EXERCISE INSTRUCTIONS:
Every line below should be repeated exactly.

(Object pointing dataset rows)
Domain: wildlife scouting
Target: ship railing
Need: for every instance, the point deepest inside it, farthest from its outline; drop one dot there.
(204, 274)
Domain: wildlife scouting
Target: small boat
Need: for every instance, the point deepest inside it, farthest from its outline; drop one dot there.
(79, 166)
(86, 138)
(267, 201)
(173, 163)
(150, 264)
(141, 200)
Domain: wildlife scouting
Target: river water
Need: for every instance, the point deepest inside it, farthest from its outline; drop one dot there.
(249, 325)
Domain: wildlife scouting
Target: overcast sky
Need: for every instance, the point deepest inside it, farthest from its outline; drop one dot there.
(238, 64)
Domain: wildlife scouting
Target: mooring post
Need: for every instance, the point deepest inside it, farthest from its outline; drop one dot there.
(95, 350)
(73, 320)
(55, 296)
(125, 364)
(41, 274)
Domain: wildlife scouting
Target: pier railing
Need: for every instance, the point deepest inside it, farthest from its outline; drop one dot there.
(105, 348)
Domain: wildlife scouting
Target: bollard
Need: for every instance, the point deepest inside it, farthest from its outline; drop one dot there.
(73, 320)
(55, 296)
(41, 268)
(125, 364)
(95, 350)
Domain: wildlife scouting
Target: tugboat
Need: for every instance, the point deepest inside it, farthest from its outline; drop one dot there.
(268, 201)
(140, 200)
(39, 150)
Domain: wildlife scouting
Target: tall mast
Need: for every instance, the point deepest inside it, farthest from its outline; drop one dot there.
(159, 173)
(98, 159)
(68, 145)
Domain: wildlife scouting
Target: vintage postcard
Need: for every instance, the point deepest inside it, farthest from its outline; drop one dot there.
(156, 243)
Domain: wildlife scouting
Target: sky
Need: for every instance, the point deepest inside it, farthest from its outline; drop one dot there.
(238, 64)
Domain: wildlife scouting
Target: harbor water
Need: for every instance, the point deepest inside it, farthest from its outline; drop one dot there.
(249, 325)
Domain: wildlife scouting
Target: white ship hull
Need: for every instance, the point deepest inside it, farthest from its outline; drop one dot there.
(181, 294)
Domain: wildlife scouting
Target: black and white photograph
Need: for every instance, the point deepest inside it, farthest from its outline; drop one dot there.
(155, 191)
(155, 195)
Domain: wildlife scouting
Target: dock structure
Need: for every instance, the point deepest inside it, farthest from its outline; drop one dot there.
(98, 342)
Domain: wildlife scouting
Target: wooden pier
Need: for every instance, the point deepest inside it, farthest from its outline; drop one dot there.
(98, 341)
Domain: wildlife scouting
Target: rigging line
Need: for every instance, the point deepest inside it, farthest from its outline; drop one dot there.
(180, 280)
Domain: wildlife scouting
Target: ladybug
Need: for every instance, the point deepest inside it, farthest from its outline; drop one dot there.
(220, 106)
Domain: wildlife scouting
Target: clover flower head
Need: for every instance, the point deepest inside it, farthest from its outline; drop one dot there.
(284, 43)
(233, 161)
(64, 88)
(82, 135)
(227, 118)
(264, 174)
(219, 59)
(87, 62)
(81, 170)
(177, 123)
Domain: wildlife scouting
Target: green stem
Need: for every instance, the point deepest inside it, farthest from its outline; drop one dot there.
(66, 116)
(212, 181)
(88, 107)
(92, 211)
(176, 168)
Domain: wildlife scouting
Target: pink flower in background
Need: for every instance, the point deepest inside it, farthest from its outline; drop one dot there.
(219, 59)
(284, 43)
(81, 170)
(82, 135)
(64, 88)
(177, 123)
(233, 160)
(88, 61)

FULL RESPONSE:
Domain: wildlife scouting
Target: ship railing
Need: for every instance, the point deepest inside it, farthest from its outline; drop one dot there.
(204, 274)
Domain: wildlife scouting
Target: small boat
Need: for every instance, the point deepest inside it, farthest from its outline; drop one dot there.
(79, 166)
(86, 138)
(267, 201)
(173, 163)
(150, 264)
(141, 200)
Domain: wildlife scouting
Target: river water
Need: for every instance, the point deepest inside it, farthest from its outline; drop one dot there.
(249, 325)
Domain: wildlife scouting
Target: overcast sky
Need: for every instance, the point deepest inside it, farthest from its outline; drop one dot there.
(238, 64)
Domain: wildlife scouting
Target: mooring post
Need: for every instance, the point deepest inside it, farthest from its outline; drop one dot there.
(95, 350)
(73, 320)
(55, 296)
(125, 364)
(41, 274)
Domain: wildlife scouting
Target: pier railing
Need: for every instance, the point deepest inside it, farthest from its outline; drop one dot there.
(105, 348)
Domain: wildlife scouting
Target: bollard
Need: for every instance, the point deepest inside it, farthest from its outline; drop one dot there.
(73, 320)
(55, 296)
(41, 268)
(125, 364)
(95, 350)
Domain: wildlife scouting
Target: tugboat
Need: for every instance, the point deepest inside it, farthest from its outline; drop one dot there.
(268, 201)
(140, 200)
(39, 150)
Domain: wildlife scouting
Target: tall mast
Need: for every instance, the point deepest inside it, farthest from its outline; drop one dot there.
(159, 173)
(98, 159)
(68, 145)
Domain: wildlife scouting
Target: vintage postcard
Need: for every instance, the point deepest inside it, farthest from its outline; drop one dot there.
(156, 243)
Domain: wildlife scouting
Target: sky
Need: for every instance, the point deepest inside it, farthest from its outline; drop one dot there.
(238, 64)
Domain: wildlife scouting
Target: harbor water
Need: for every instance, the point deepest inside it, farthest from its outline; drop one dot there.
(249, 325)
Domain: wildlife scouting
Target: white ship hull
Need: for every instance, the point deepest inside it, farthest from its outline; drop one dot there.
(181, 294)
Domain: wildlife scouting
Target: black and white photograph
Need: for every instance, the point deepest inside it, farthest from its outline; drop one dot there.
(155, 191)
(155, 195)
Domain: wildlife scouting
Target: dock structure
Need: for every instance, the point deepest inside it, farthest from its outline; drop one dot there.
(98, 342)
Domain: wildlife scouting
Target: wooden pier
Need: for every instance, the point deepest inside it, farthest from its outline; drop one dot there.
(98, 341)
Domain: wildlife scouting
Target: rigging line
Need: for every instance, the point deepest inside it, farthest from its outline; drop one dot there.
(180, 280)
Domain: wildlife scouting
Target: ladybug
Need: for every instance, the point deepest inside it, farthest from its outline; drop one dot there.
(220, 106)
Domain: wildlife scouting
Target: clover flower head
Need: for every instance, the point deepest inside it, farthest from its outline; drop one dot there.
(284, 43)
(233, 161)
(64, 88)
(82, 135)
(227, 118)
(264, 174)
(219, 59)
(87, 62)
(81, 170)
(177, 123)
Domain: wildlife scouting
Target: green stem
Need: for every instance, the point deepest inside it, farthest from its outline; drop one dot there.
(66, 116)
(212, 181)
(88, 107)
(92, 211)
(176, 168)
Domain: wildlife scouting
Target: pink flower in background
Need: for every instance, the point deepest inside it, farthest from its outline; drop one dot there.
(219, 59)
(284, 43)
(81, 170)
(82, 135)
(64, 88)
(177, 123)
(233, 160)
(88, 61)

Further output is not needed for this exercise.